● Data supplied:
========
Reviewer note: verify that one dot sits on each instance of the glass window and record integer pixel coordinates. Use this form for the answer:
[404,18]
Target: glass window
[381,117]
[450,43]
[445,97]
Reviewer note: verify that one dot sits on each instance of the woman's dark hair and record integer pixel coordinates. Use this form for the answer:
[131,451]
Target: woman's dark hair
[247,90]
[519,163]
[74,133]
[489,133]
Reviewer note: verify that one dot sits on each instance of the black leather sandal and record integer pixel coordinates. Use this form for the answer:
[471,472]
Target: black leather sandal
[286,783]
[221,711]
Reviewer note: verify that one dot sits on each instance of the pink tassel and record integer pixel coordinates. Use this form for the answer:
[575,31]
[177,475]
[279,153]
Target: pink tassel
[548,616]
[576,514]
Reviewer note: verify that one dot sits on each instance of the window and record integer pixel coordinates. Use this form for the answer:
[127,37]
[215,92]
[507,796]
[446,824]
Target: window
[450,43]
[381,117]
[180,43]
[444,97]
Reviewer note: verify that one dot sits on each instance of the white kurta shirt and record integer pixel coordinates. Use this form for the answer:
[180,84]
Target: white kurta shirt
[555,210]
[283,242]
========
● Objective: Copy all of the lines above, changing each occurrence of "Reviewer note" to "Annotator note" and leaving everything else unchanged.

● Reply:
Annotator note: verify that one dot sits on each instance of the glass window and record integer pixel coordinates. Use this form for the answer:
[404,18]
Target: glass window
[381,117]
[450,43]
[445,97]
Annotator note: verify that one dot sits on each instance of the woman's dark hair and record integer pixel coordinates. Use this form for the answer:
[131,451]
Target: woman's dark hair
[247,90]
[519,163]
[74,133]
[489,133]
Annotator note: verify that one dot sits on each instance of the black leather sandal and record integer pixel coordinates. Use this form for the answer:
[471,472]
Target: black leather sandal
[286,783]
[221,711]
Annotator note: verify that one dot sits on each instance of the pink tassel and record integer pixel coordinates. Use this form for the answer:
[575,31]
[177,475]
[279,153]
Target: pink tassel
[548,616]
[576,514]
Annotator note: verify that one dot sits on each instance of the window and record integer pixel coordinates. Use this form for the answer:
[127,37]
[215,92]
[507,796]
[446,824]
Target: window
[450,43]
[381,117]
[180,43]
[444,97]
Annotator note: verify that one dot sits on each instance of the white kurta shirt and record integer pixel coordinates. Use this form for the answer:
[180,84]
Target: white kurta shirt
[555,210]
[283,242]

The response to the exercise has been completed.